[DATA FOR PROCESSING — start]
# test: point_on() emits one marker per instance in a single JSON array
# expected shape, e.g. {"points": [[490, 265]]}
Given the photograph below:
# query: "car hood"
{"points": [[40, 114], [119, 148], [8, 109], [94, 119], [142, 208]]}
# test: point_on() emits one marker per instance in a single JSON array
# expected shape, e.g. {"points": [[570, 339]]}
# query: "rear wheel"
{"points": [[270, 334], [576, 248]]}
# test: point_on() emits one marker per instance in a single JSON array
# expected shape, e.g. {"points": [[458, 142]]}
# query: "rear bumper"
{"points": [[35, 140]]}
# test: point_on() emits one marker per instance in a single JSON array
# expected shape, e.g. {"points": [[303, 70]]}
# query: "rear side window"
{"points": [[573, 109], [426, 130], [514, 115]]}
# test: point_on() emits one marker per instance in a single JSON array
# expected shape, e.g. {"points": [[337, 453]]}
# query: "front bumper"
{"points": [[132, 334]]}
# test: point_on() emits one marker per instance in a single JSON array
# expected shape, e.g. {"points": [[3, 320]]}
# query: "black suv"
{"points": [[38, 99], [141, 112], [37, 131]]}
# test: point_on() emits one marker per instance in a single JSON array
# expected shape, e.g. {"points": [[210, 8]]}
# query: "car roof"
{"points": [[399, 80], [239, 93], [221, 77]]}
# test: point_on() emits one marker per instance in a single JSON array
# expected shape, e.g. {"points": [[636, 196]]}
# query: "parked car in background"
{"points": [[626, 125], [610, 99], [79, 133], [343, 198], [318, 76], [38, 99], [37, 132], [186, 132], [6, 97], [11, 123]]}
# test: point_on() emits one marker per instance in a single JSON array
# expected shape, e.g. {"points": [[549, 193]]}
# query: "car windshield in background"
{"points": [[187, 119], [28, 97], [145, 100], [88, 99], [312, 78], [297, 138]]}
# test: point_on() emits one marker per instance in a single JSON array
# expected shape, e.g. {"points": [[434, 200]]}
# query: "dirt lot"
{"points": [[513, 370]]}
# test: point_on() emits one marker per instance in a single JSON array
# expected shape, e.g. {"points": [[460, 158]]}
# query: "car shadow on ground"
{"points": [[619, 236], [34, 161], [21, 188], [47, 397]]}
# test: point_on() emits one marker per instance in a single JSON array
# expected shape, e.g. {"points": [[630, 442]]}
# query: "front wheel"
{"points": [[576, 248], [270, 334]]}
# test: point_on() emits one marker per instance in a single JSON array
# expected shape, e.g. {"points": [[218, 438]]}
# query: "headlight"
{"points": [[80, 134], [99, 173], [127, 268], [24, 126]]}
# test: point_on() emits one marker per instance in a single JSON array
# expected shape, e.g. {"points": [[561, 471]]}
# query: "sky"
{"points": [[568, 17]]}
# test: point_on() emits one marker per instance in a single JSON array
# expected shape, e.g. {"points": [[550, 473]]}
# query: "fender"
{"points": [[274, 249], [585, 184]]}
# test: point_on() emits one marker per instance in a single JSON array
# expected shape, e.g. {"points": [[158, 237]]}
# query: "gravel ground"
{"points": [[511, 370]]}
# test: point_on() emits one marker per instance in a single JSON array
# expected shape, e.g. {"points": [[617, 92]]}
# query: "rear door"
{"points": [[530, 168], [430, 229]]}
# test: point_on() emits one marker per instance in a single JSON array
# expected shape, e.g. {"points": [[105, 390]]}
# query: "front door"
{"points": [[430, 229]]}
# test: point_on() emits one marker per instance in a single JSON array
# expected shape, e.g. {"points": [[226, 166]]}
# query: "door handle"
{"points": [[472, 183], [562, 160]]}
[DATA FOR PROCESSING — finish]
» **WHAT YOU SHOULD DO**: Repeat all of the listing above exactly, leaving nothing out.

» **EXERCISE ANSWER**:
# test: point_on() emits one marker per instance in a single JSON array
# expected shape, e.g. {"points": [[490, 265]]}
Given the photograph below:
# query: "car hood"
{"points": [[40, 114], [119, 148], [8, 109], [94, 119], [142, 208]]}
# test: point_on() emits one marker per instance in a single JSON array
# expected shape, e.g. {"points": [[570, 339]]}
# query: "rear wheel"
{"points": [[270, 334], [576, 248]]}
# test: point_on() emits one marker per instance in a single JSON array
# expected shape, e.g. {"points": [[458, 142]]}
# query: "rear bumper"
{"points": [[35, 140]]}
# test: point_on() emits one marker per instance in a single JSON array
# expected shape, e.g. {"points": [[303, 70]]}
# query: "rear side window"
{"points": [[573, 109], [426, 130], [514, 115]]}
# test: point_on() emits one marker per instance in a single JSON array
# expected shape, e.g. {"points": [[337, 453]]}
# query: "front bumper"
{"points": [[132, 334]]}
# test: point_on() emits one marker per instance in a single JSON array
# expected shape, e.g. {"points": [[3, 320]]}
# query: "black suv"
{"points": [[38, 99], [141, 112], [37, 131]]}
# test: point_on() emits one marker per instance in a single JSON array
# expected shape, e.g. {"points": [[210, 8]]}
# query: "car roof"
{"points": [[399, 80], [239, 93], [221, 77]]}
# test: point_on() emits one marker per instance in a single JSON array
# expected shape, e.g. {"points": [[636, 196]]}
# query: "parked car in background"
{"points": [[626, 125], [610, 99], [79, 133], [343, 198], [318, 76], [38, 99], [37, 132], [186, 132], [6, 97], [11, 123]]}
# test: point_on() emits one marker per instance in a single JSON array
# expected shape, e.g. {"points": [[549, 193]]}
# query: "car windshield in background"
{"points": [[187, 119], [28, 97], [145, 100], [88, 99], [312, 78], [297, 138]]}
# test: point_on() emits one marker per instance in a single JSON array
# expected shape, e.g. {"points": [[434, 200]]}
# query: "dirt lot"
{"points": [[513, 370]]}
# test: point_on() emits one marker per instance in a single JSON array
# expected shape, e.g. {"points": [[460, 158]]}
# query: "car shadow on ground"
{"points": [[619, 236], [34, 161], [21, 188], [47, 397]]}
# test: point_on() emits one marker per instance in a single JSON array
# expected shape, e.g. {"points": [[630, 442]]}
# query: "front wheel"
{"points": [[576, 248], [270, 334]]}
# test: point_on() emits one marker per instance in a single JSON array
# expected shape, e.g. {"points": [[218, 438]]}
# query: "headlight"
{"points": [[80, 134], [99, 173], [127, 268], [24, 126]]}
# test: point_on() emits one marker per instance in a single JSON array
# expected shape, e.g. {"points": [[561, 471]]}
# query: "sky"
{"points": [[568, 17]]}
# test: point_on() emits one marker per instance in a single JSON array
# expected shape, e.g. {"points": [[550, 473]]}
# query: "fender"
{"points": [[274, 249], [585, 184]]}
# test: point_on() emits one marker per instance in a single JSON array
# expected shape, e.g. {"points": [[158, 237]]}
# query: "gravel ground"
{"points": [[511, 370]]}
# test: point_on() emits one marker per instance in a single JSON array
# expected shape, e.g. {"points": [[617, 92]]}
# query: "rear door"
{"points": [[530, 168], [430, 229]]}
# test: point_on() emits one marker per instance in a single JSON array
# expected shape, e.g. {"points": [[105, 390]]}
# query: "front door"
{"points": [[430, 229]]}
# test: point_on() emits one marker per instance in a single JSON array
# expected shape, e.g. {"points": [[226, 166]]}
# query: "door handle"
{"points": [[472, 183], [562, 160]]}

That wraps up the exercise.